### WHAT TO DO
Please put the records from the line containing "target: man with eyeglasses" through the line containing "136], [166, 136]]]", both lines included, into a two-column CSV with the headers record_text and answer. Use one row per record, with each field quoted and line breaks turned into spaces.

### RECORDS FOR PROCESSING
☆ ☆ ☆ ☆ ☆ ☆ ☆
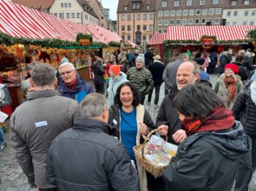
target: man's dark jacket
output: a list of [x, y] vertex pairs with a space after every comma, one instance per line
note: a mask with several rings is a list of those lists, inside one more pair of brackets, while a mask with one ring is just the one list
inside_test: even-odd
[[49, 149], [49, 182], [62, 191], [140, 190], [125, 147], [108, 131], [100, 120], [76, 118]]

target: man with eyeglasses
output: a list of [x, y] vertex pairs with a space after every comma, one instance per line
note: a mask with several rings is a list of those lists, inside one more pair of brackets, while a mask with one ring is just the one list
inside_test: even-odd
[[89, 93], [93, 92], [91, 85], [82, 79], [74, 65], [70, 62], [64, 62], [59, 67], [59, 73], [63, 83], [57, 87], [62, 96], [68, 97], [81, 103], [82, 99]]

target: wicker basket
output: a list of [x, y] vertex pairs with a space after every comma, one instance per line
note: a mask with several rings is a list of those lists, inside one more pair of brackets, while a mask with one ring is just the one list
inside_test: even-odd
[[[143, 154], [144, 154], [145, 144], [149, 140], [150, 137], [154, 133], [155, 133], [157, 131], [158, 131], [157, 129], [152, 131], [150, 133], [148, 134], [142, 144], [136, 145], [133, 148], [137, 162], [141, 164], [148, 172], [149, 172], [151, 175], [154, 176], [154, 178], [161, 176], [163, 170], [167, 169], [167, 167], [169, 165], [169, 164], [167, 164], [165, 166], [159, 167], [144, 157]], [[166, 141], [167, 140], [167, 136], [166, 136]]]

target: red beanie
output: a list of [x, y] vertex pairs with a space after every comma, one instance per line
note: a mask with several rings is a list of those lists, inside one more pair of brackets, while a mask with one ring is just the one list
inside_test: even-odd
[[226, 65], [226, 67], [224, 67], [225, 70], [226, 68], [232, 69], [233, 72], [236, 74], [239, 73], [239, 72], [240, 72], [240, 68], [235, 64], [229, 63], [229, 64]]
[[111, 65], [109, 70], [116, 75], [120, 74], [120, 67], [121, 65]]

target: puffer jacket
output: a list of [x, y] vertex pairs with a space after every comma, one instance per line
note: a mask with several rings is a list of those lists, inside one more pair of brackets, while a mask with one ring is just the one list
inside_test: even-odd
[[36, 91], [10, 117], [10, 142], [15, 156], [30, 178], [42, 188], [53, 188], [46, 181], [46, 156], [51, 142], [72, 127], [80, 117], [79, 104], [56, 90]]
[[108, 133], [104, 122], [76, 118], [50, 146], [49, 182], [62, 191], [139, 191], [139, 177], [125, 147]]
[[239, 160], [252, 149], [240, 122], [187, 137], [163, 172], [167, 191], [232, 190]]
[[153, 77], [146, 67], [137, 69], [133, 67], [127, 72], [127, 79], [135, 86], [142, 95], [147, 95], [154, 88]]
[[72, 90], [70, 90], [65, 83], [62, 83], [61, 86], [57, 86], [56, 90], [59, 91], [62, 96], [73, 99], [78, 103], [81, 103], [84, 97], [94, 92], [94, 89], [92, 86], [85, 82], [79, 76], [76, 76], [76, 85]]
[[235, 119], [243, 124], [245, 132], [251, 137], [256, 137], [256, 105], [252, 100], [250, 90], [253, 81], [248, 81], [237, 96], [232, 111]]
[[121, 72], [119, 78], [116, 78], [116, 79], [114, 79], [112, 77], [109, 78], [107, 92], [108, 92], [108, 99], [110, 105], [114, 104], [114, 98], [115, 96], [117, 88], [120, 86], [120, 85], [121, 85], [122, 83], [126, 81], [128, 81], [127, 80], [127, 75], [122, 72]]

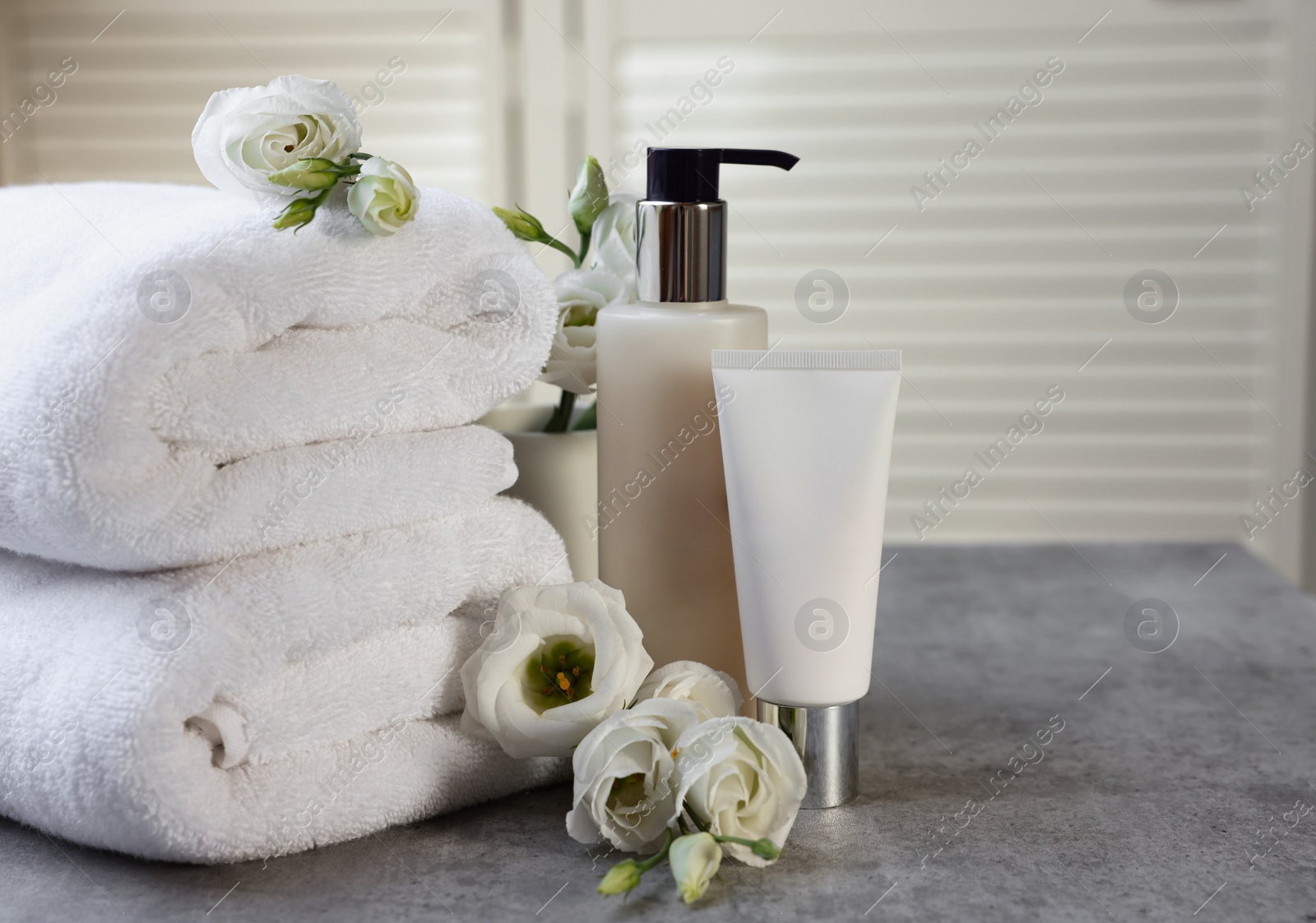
☆ ☆ ☆ ☆ ☆ ☆ ☆
### ANSWER FOR THE TASK
record_text,answer
"target: man with eyeglasses output: a list of [x, y] vertex pairs with a space after every comma, one instance per line note: a mask with several rings is a list of those lists, inside one more pair of brackets, while a mask with one ring is just the one list inside_test: even-odd","[[89, 93], [93, 92], [91, 85], [82, 79], [74, 65], [70, 62], [64, 62], [59, 67], [59, 73], [63, 83], [57, 87], [62, 96], [68, 97], [81, 103], [82, 99]]"
"target: wicker basket output: a list of [x, y] vertex pairs with a space after every comma, one instance per line note: a mask with several rings is a list of those lists, inside one more pair of brackets, while a mask with one ring is just the one list inside_test: even-odd","[[[143, 154], [144, 154], [145, 144], [149, 140], [150, 137], [154, 133], [155, 133], [157, 131], [158, 131], [157, 129], [152, 131], [150, 133], [148, 134], [142, 144], [136, 145], [133, 148], [137, 162], [141, 164], [148, 172], [149, 172], [151, 175], [154, 176], [154, 178], [161, 176], [163, 170], [167, 169], [167, 167], [169, 165], [169, 164], [167, 164], [165, 166], [159, 167], [144, 157]], [[166, 141], [167, 140], [167, 136], [166, 136]]]"